**Given problem**
Return the listing below word for word.

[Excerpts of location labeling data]
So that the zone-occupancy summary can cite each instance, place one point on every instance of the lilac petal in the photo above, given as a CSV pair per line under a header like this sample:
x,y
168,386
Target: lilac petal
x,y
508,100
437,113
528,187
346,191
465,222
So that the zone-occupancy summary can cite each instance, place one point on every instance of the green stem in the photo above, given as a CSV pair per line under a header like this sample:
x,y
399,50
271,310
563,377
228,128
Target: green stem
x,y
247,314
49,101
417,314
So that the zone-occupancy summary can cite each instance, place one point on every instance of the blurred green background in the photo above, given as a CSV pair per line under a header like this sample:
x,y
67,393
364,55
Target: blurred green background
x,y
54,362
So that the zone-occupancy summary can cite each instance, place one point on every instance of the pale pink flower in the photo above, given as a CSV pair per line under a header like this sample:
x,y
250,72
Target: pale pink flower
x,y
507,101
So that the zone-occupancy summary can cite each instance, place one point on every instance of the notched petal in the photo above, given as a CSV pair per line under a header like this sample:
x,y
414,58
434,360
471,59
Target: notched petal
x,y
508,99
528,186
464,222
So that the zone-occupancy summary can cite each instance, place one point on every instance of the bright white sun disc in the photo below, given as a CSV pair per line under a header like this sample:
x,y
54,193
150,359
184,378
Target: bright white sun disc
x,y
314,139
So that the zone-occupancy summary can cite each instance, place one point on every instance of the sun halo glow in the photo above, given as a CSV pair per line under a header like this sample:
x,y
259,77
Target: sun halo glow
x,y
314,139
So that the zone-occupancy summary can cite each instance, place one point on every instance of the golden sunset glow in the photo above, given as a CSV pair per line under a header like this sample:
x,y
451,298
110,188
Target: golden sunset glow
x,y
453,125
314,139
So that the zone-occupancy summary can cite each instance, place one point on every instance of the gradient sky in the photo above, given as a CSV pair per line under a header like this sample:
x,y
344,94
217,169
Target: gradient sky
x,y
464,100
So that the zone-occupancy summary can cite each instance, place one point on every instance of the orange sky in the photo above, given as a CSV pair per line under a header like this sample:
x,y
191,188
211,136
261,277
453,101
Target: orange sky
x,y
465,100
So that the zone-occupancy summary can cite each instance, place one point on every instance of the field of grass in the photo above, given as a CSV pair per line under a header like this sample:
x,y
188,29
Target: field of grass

**Solved exercise**
So that the zone-occupancy summary can cite each instance, place one point on every instance of the lilac petal in the photo above, given as a CSV pair per line under a header like this sample:
x,y
168,386
Target: lilac petal
x,y
508,100
437,113
528,187
346,191
465,222
So that the zone-occupancy summary can cite each instance, place one point on every instance of the green stem in the photo above, given as a CSV pair per line under a header like this sample:
x,y
399,50
271,310
563,377
228,128
Target: green stem
x,y
247,314
49,101
417,314
So that the zone-occupancy summary can cite each instance, place one point on every instance of the blurred green background in the photo above, given as a CSV pair per line under a header like this sample:
x,y
67,393
364,55
Target: blurred green background
x,y
54,362
So that the zone-occupancy summary can cite each instance, place one point on every instance of the pale pink flower in the photo above, given as a CSV pair per line under a header like this sample:
x,y
250,72
Target: pale pink flower
x,y
507,101
So that the zone-occupancy summary can cite each instance, place one point on every instance of the notched petal in the photo above, given as a CSV pair per line under a header like this sample:
x,y
414,58
434,360
471,59
Target: notched petal
x,y
508,99
528,186
464,222
So that the zone-occupancy summary can cite each instance, place one point on every instance of the bright white sun disc in the photo below, given as a CSV pair per line under a header like this sample:
x,y
54,193
150,359
184,378
Target: bright white sun disc
x,y
314,139
So that the zone-occupancy summary can cite each instance, place one point on every instance of the sun halo glow in the photo above, given as a CSV pair per line under a header like this sample:
x,y
259,77
Target: sun halo glow
x,y
314,139
So that the zone-occupancy summary can cite each instance, place one point on every instance of the golden sunset glow in the photo above, given as a CSV pair per line under a header like this sample:
x,y
451,298
110,188
Target: golden sunset glow
x,y
453,125
314,139
So that the zone-occupancy summary can cite each instance, place one point on every instance of the gradient sky in the photo above, given as a CSV pair per line under a header like this sample:
x,y
344,94
217,169
Target: gradient sky
x,y
464,100
So that the zone-occupancy summary can cite each instance, place one point on every instance of the orange sky in the photo above, given as a CSV pair per line under a header like this sample:
x,y
191,188
211,136
261,277
453,101
Target: orange sky
x,y
465,100
So that the zone-occupancy summary can cite each instance, place one point on every instance of the field of grass in the photo above, given as a CSV pair per line under a header like this sample:
x,y
188,29
Target: field of grass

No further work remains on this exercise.